Exercise aim → Reproduce only the part of the records that opens with the line containing "search: tile floor" and closes with the line containing "top-left (47, 371), bottom-right (83, 386)", substituting "silver" for "chrome" and changing nothing else.

Given information →
__________

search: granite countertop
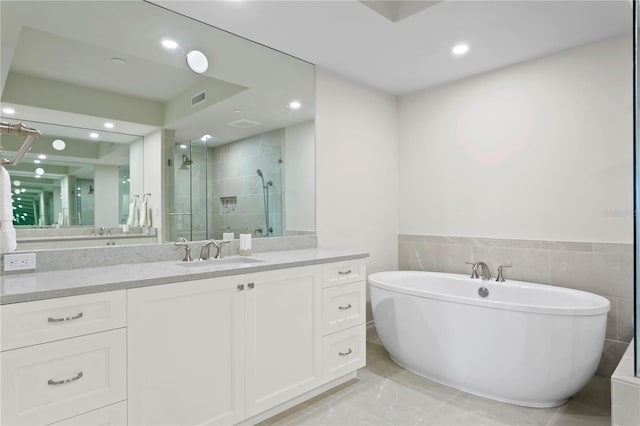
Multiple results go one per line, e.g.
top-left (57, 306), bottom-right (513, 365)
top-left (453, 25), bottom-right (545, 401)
top-left (0, 248), bottom-right (369, 305)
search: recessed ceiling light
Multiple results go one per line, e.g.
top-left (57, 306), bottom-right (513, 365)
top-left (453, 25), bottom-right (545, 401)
top-left (51, 139), bottom-right (67, 151)
top-left (162, 38), bottom-right (178, 49)
top-left (187, 50), bottom-right (209, 74)
top-left (451, 43), bottom-right (469, 56)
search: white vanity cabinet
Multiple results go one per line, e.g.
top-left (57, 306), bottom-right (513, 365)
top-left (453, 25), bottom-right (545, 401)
top-left (128, 266), bottom-right (322, 425)
top-left (0, 291), bottom-right (127, 426)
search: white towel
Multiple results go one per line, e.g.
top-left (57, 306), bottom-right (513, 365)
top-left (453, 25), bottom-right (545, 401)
top-left (127, 196), bottom-right (138, 226)
top-left (0, 166), bottom-right (18, 252)
top-left (140, 194), bottom-right (151, 228)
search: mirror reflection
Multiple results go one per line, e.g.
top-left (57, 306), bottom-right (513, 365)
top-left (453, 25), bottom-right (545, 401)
top-left (0, 117), bottom-right (143, 228)
top-left (0, 1), bottom-right (315, 249)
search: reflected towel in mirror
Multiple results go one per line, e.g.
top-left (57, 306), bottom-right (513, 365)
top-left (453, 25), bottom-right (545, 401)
top-left (0, 166), bottom-right (18, 252)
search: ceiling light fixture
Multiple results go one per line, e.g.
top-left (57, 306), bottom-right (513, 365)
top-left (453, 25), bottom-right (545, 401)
top-left (451, 43), bottom-right (469, 56)
top-left (289, 100), bottom-right (302, 109)
top-left (51, 139), bottom-right (67, 151)
top-left (187, 50), bottom-right (209, 74)
top-left (162, 38), bottom-right (178, 49)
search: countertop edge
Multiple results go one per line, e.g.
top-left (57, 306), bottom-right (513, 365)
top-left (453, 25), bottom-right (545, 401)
top-left (0, 253), bottom-right (369, 306)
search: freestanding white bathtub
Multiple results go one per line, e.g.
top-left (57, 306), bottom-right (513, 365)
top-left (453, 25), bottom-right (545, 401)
top-left (369, 271), bottom-right (609, 407)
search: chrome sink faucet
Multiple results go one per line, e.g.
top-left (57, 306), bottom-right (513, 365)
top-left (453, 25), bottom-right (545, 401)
top-left (465, 262), bottom-right (493, 281)
top-left (200, 240), bottom-right (231, 260)
top-left (176, 237), bottom-right (193, 262)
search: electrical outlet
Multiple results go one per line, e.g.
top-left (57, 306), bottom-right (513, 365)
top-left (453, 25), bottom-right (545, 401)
top-left (4, 253), bottom-right (36, 271)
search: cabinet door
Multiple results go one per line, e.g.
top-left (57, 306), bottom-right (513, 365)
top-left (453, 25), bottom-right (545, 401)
top-left (245, 266), bottom-right (322, 417)
top-left (127, 278), bottom-right (245, 425)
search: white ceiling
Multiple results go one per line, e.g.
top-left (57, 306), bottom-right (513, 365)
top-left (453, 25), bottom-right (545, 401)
top-left (158, 0), bottom-right (632, 94)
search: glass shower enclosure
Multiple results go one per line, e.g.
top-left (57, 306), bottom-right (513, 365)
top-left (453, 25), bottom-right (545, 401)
top-left (167, 129), bottom-right (284, 241)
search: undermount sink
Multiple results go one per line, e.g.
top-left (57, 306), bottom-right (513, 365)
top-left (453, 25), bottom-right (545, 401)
top-left (178, 257), bottom-right (264, 268)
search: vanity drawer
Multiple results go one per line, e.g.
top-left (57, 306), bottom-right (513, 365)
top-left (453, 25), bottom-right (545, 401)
top-left (53, 401), bottom-right (127, 426)
top-left (322, 281), bottom-right (367, 334)
top-left (0, 290), bottom-right (127, 351)
top-left (322, 259), bottom-right (366, 287)
top-left (324, 325), bottom-right (366, 381)
top-left (0, 329), bottom-right (127, 425)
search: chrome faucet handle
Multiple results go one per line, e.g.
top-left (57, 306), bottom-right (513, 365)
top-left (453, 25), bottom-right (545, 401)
top-left (496, 265), bottom-right (511, 283)
top-left (464, 262), bottom-right (480, 278)
top-left (216, 240), bottom-right (231, 259)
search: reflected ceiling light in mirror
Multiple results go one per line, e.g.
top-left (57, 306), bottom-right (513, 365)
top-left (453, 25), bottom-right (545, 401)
top-left (162, 38), bottom-right (178, 49)
top-left (187, 50), bottom-right (209, 74)
top-left (289, 99), bottom-right (302, 110)
top-left (451, 43), bottom-right (469, 57)
top-left (51, 139), bottom-right (67, 151)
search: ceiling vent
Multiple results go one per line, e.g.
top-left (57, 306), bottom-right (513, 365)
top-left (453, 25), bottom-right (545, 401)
top-left (191, 90), bottom-right (207, 107)
top-left (228, 118), bottom-right (260, 129)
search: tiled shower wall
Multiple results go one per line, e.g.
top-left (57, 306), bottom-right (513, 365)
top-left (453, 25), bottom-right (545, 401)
top-left (207, 129), bottom-right (284, 238)
top-left (398, 234), bottom-right (633, 377)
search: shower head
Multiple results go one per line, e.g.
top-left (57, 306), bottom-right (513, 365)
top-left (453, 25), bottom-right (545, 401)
top-left (180, 154), bottom-right (192, 170)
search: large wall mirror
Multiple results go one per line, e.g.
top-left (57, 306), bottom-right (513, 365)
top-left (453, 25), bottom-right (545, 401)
top-left (0, 1), bottom-right (315, 250)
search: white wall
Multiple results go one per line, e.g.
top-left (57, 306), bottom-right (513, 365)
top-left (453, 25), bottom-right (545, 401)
top-left (398, 36), bottom-right (633, 243)
top-left (316, 69), bottom-right (398, 272)
top-left (284, 121), bottom-right (316, 235)
top-left (93, 164), bottom-right (120, 228)
top-left (144, 129), bottom-right (174, 241)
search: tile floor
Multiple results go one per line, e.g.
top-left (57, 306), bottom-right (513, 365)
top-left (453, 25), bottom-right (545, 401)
top-left (260, 335), bottom-right (611, 426)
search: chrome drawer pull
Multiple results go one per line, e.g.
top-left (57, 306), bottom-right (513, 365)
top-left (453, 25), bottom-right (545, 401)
top-left (47, 312), bottom-right (82, 322)
top-left (47, 371), bottom-right (83, 386)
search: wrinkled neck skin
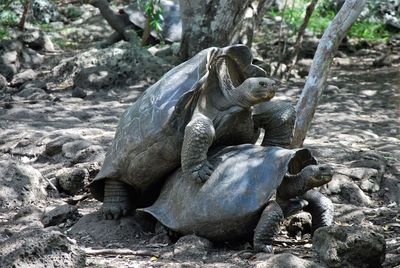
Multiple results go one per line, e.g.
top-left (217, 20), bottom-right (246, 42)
top-left (195, 57), bottom-right (254, 121)
top-left (277, 173), bottom-right (312, 200)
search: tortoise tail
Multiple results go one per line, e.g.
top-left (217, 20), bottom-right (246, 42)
top-left (253, 201), bottom-right (283, 253)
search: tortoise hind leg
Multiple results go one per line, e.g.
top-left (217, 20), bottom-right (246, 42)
top-left (101, 179), bottom-right (129, 220)
top-left (253, 201), bottom-right (283, 253)
top-left (302, 190), bottom-right (333, 233)
top-left (253, 101), bottom-right (296, 148)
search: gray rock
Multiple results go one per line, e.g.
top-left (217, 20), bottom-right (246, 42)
top-left (71, 145), bottom-right (105, 165)
top-left (53, 42), bottom-right (172, 86)
top-left (255, 253), bottom-right (323, 268)
top-left (62, 139), bottom-right (92, 159)
top-left (44, 132), bottom-right (81, 156)
top-left (32, 0), bottom-right (60, 23)
top-left (174, 235), bottom-right (212, 260)
top-left (10, 69), bottom-right (37, 87)
top-left (0, 228), bottom-right (85, 267)
top-left (41, 204), bottom-right (79, 227)
top-left (322, 173), bottom-right (371, 206)
top-left (17, 87), bottom-right (53, 100)
top-left (71, 87), bottom-right (87, 99)
top-left (68, 212), bottom-right (143, 245)
top-left (340, 182), bottom-right (371, 206)
top-left (0, 40), bottom-right (23, 81)
top-left (337, 167), bottom-right (382, 193)
top-left (0, 74), bottom-right (8, 91)
top-left (74, 66), bottom-right (118, 89)
top-left (18, 30), bottom-right (54, 52)
top-left (313, 225), bottom-right (386, 267)
top-left (56, 167), bottom-right (89, 195)
top-left (334, 203), bottom-right (372, 224)
top-left (0, 155), bottom-right (46, 211)
top-left (20, 47), bottom-right (44, 69)
top-left (286, 212), bottom-right (311, 236)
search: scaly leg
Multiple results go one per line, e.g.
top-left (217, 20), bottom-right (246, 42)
top-left (302, 190), bottom-right (333, 233)
top-left (253, 201), bottom-right (283, 253)
top-left (253, 101), bottom-right (296, 148)
top-left (181, 115), bottom-right (215, 182)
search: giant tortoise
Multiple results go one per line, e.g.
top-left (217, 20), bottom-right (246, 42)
top-left (90, 45), bottom-right (293, 219)
top-left (138, 144), bottom-right (333, 252)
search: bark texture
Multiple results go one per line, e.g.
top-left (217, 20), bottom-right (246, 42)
top-left (179, 0), bottom-right (270, 59)
top-left (291, 0), bottom-right (366, 148)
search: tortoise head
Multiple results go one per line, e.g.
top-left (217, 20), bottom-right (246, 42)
top-left (234, 77), bottom-right (279, 107)
top-left (300, 164), bottom-right (333, 190)
top-left (207, 45), bottom-right (279, 108)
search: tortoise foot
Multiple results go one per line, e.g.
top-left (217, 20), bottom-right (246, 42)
top-left (188, 161), bottom-right (214, 183)
top-left (254, 244), bottom-right (274, 253)
top-left (101, 180), bottom-right (129, 220)
top-left (101, 203), bottom-right (129, 220)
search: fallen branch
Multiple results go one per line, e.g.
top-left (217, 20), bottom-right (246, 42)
top-left (83, 248), bottom-right (160, 258)
top-left (291, 0), bottom-right (366, 148)
top-left (287, 0), bottom-right (318, 79)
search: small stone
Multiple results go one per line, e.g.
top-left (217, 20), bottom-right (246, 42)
top-left (41, 204), bottom-right (79, 227)
top-left (313, 225), bottom-right (386, 267)
top-left (174, 235), bottom-right (212, 260)
top-left (286, 212), bottom-right (311, 236)
top-left (56, 168), bottom-right (89, 195)
top-left (255, 253), bottom-right (323, 268)
top-left (340, 182), bottom-right (371, 206)
top-left (0, 227), bottom-right (86, 267)
top-left (44, 136), bottom-right (75, 156)
top-left (10, 69), bottom-right (37, 87)
top-left (71, 87), bottom-right (87, 99)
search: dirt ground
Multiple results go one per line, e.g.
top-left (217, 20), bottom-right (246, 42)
top-left (0, 7), bottom-right (400, 267)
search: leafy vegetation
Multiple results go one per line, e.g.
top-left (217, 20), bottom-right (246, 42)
top-left (268, 0), bottom-right (390, 41)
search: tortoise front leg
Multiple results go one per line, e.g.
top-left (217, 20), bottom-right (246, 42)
top-left (181, 114), bottom-right (215, 182)
top-left (101, 179), bottom-right (129, 220)
top-left (301, 190), bottom-right (334, 233)
top-left (253, 201), bottom-right (283, 253)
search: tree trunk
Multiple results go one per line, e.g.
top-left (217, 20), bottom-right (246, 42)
top-left (291, 0), bottom-right (366, 148)
top-left (18, 0), bottom-right (31, 31)
top-left (287, 0), bottom-right (318, 79)
top-left (179, 0), bottom-right (252, 59)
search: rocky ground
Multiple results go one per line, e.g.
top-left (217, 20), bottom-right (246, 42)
top-left (0, 2), bottom-right (400, 267)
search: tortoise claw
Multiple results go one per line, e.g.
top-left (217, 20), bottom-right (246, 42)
top-left (101, 203), bottom-right (128, 220)
top-left (254, 244), bottom-right (274, 253)
top-left (189, 161), bottom-right (214, 183)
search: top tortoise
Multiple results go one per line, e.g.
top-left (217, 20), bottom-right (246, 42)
top-left (90, 45), bottom-right (294, 219)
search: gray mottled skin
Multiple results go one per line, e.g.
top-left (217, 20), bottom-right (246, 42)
top-left (90, 45), bottom-right (296, 219)
top-left (138, 144), bottom-right (333, 252)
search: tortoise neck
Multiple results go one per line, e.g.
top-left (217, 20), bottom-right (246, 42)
top-left (277, 173), bottom-right (309, 199)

__________

Solution for this task →
search: tile floor
Multiple results go one per line, e.g.
top-left (57, 306), bottom-right (513, 365)
top-left (453, 25), bottom-right (545, 401)
top-left (260, 335), bottom-right (611, 426)
search: silver drawer pull
Multiple results go one per line, e.g.
top-left (57, 306), bottom-right (513, 365)
top-left (453, 25), bottom-right (545, 401)
top-left (47, 312), bottom-right (82, 322)
top-left (47, 371), bottom-right (83, 386)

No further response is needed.